WRITTEN EXERCISE => Filter the records below and copy every line that contains the word "door". Matching is case-sensitive.
::: PROVIDED RECORDS
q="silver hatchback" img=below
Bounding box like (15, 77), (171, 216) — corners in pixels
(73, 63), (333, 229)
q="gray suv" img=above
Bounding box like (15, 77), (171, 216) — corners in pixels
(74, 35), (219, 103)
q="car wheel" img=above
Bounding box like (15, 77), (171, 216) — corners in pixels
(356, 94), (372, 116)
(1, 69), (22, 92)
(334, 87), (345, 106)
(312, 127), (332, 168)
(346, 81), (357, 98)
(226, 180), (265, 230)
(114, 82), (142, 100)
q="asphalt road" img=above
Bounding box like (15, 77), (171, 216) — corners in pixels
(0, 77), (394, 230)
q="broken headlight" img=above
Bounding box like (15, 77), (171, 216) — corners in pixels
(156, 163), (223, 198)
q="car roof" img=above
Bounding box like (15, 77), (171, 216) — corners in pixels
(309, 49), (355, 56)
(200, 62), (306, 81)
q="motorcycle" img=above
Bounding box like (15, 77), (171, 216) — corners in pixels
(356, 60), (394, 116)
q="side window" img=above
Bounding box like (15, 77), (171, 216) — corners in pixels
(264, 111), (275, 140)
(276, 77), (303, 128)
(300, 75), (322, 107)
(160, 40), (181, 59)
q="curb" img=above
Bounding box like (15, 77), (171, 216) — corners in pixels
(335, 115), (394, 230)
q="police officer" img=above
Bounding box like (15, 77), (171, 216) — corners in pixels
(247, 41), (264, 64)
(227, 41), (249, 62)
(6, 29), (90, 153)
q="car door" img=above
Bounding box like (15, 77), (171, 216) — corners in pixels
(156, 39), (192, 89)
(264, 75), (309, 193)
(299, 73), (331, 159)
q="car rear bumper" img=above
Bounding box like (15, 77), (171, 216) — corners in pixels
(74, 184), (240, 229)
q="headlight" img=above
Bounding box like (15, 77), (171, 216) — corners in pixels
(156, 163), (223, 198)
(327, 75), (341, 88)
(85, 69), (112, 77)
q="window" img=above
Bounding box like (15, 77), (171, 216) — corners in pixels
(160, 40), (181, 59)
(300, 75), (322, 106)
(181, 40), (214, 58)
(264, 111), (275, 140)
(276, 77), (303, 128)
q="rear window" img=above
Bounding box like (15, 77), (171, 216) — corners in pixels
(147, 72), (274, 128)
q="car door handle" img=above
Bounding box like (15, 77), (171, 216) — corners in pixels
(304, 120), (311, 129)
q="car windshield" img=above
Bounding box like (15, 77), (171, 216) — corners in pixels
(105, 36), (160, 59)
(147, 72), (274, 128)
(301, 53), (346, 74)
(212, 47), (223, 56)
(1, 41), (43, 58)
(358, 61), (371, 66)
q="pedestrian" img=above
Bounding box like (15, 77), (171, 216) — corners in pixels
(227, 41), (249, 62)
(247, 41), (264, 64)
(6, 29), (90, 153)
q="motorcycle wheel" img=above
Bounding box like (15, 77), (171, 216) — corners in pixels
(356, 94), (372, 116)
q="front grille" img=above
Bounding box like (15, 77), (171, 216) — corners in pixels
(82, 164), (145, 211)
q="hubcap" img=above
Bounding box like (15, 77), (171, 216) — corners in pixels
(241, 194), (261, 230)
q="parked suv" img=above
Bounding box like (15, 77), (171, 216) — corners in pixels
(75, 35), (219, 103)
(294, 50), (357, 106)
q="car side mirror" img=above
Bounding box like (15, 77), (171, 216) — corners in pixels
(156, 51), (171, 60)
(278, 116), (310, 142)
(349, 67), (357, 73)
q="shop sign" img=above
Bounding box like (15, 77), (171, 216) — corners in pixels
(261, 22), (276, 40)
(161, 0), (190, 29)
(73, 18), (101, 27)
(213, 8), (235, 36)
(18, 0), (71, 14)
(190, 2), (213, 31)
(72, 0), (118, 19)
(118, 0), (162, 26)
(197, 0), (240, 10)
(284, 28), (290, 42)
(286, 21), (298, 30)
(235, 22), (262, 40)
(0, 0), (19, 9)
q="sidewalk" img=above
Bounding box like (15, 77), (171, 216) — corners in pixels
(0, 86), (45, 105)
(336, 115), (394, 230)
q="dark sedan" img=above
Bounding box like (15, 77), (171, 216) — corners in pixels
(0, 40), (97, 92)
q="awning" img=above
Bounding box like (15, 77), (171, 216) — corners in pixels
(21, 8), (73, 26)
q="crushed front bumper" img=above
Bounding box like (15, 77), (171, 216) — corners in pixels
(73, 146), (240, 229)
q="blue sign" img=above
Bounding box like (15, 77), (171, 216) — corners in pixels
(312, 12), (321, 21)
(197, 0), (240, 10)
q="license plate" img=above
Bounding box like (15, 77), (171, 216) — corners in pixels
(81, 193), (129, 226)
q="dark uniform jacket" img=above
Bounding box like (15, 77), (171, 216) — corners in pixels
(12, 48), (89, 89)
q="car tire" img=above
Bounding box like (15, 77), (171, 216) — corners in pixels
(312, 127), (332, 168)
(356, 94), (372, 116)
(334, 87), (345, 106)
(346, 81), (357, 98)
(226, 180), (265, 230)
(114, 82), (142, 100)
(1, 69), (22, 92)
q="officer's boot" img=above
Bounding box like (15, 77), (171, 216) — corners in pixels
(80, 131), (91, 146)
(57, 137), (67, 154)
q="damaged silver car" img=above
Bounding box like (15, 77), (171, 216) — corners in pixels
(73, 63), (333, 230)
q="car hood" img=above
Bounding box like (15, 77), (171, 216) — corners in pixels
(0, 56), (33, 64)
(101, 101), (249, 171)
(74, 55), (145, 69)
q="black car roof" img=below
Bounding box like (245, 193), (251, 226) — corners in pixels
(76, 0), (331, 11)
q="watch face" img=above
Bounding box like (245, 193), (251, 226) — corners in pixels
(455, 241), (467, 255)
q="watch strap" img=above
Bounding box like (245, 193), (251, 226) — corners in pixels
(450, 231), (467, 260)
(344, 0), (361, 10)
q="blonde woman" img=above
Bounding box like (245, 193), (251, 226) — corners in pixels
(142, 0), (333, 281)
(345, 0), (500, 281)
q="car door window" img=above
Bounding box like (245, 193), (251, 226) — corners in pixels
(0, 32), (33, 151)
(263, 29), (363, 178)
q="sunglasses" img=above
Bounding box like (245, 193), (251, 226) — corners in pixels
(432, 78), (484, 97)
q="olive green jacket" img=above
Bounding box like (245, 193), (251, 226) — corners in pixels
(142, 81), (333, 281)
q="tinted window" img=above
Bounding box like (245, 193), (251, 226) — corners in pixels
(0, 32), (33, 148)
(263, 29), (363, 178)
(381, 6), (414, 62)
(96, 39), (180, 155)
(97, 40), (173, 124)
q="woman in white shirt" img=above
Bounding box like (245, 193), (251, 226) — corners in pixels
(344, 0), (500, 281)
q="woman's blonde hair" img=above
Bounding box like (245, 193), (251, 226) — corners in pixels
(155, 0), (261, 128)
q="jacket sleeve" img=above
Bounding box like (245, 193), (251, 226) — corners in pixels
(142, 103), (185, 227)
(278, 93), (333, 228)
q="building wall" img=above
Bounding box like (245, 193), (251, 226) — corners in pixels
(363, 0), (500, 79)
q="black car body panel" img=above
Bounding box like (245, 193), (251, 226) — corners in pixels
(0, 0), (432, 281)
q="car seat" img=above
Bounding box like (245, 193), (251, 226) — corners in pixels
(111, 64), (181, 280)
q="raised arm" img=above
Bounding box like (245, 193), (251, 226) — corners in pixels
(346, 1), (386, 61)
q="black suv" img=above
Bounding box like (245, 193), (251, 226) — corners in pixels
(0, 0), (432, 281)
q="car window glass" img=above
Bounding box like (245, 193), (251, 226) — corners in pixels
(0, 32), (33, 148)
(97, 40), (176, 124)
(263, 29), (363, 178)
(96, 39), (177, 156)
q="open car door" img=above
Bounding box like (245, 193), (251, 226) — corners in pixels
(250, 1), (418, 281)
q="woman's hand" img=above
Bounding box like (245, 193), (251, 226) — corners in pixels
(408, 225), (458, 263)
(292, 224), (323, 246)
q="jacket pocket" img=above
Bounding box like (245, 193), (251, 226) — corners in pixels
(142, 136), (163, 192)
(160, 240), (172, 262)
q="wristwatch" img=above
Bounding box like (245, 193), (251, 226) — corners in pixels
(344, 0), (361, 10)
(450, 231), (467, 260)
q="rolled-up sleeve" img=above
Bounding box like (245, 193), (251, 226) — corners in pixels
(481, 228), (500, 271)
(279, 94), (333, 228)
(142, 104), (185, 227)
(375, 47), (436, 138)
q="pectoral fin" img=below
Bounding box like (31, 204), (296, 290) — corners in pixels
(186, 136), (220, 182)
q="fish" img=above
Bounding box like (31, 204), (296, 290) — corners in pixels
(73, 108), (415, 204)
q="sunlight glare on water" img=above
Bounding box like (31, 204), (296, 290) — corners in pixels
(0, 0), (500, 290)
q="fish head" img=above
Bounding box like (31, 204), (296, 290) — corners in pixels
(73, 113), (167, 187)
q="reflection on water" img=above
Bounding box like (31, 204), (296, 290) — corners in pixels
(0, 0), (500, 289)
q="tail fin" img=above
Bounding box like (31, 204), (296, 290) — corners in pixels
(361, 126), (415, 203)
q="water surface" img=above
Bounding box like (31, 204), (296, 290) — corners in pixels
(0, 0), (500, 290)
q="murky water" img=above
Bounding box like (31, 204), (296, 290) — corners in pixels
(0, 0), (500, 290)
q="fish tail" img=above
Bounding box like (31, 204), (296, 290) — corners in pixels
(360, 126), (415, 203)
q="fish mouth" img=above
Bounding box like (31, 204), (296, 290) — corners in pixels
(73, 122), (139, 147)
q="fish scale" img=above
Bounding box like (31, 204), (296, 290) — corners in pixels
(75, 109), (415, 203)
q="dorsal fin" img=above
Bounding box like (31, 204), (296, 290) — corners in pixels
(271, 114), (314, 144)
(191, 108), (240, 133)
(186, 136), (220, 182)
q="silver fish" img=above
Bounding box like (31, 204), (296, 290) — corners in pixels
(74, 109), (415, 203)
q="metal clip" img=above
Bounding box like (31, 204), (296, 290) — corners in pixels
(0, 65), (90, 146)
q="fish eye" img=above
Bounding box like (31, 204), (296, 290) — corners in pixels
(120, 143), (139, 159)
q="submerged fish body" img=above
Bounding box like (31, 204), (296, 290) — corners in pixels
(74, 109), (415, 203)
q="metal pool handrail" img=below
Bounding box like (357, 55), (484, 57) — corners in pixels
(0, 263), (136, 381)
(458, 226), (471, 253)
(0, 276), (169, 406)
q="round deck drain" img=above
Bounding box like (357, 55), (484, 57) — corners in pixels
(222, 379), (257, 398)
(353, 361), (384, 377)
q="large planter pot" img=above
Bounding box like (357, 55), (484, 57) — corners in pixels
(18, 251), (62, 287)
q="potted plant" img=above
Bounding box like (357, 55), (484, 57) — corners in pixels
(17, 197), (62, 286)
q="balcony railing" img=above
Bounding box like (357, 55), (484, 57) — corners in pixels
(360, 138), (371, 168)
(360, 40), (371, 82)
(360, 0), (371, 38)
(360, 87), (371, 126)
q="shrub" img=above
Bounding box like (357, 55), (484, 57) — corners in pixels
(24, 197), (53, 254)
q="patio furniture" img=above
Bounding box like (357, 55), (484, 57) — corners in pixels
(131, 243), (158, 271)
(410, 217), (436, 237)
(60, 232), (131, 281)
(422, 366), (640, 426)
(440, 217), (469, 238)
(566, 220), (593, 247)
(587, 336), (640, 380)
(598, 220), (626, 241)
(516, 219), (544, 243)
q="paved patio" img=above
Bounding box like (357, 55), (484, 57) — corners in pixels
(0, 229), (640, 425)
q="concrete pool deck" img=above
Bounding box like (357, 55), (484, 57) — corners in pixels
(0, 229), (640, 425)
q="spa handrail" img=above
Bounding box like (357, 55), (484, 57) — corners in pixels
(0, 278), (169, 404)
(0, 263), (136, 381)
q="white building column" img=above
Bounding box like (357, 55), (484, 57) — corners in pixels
::::::
ANSWER TO THIS EXERCISE =>
q="car door" img=above
q="car door handle" img=above
q="car door window" img=above
q="open car door" img=above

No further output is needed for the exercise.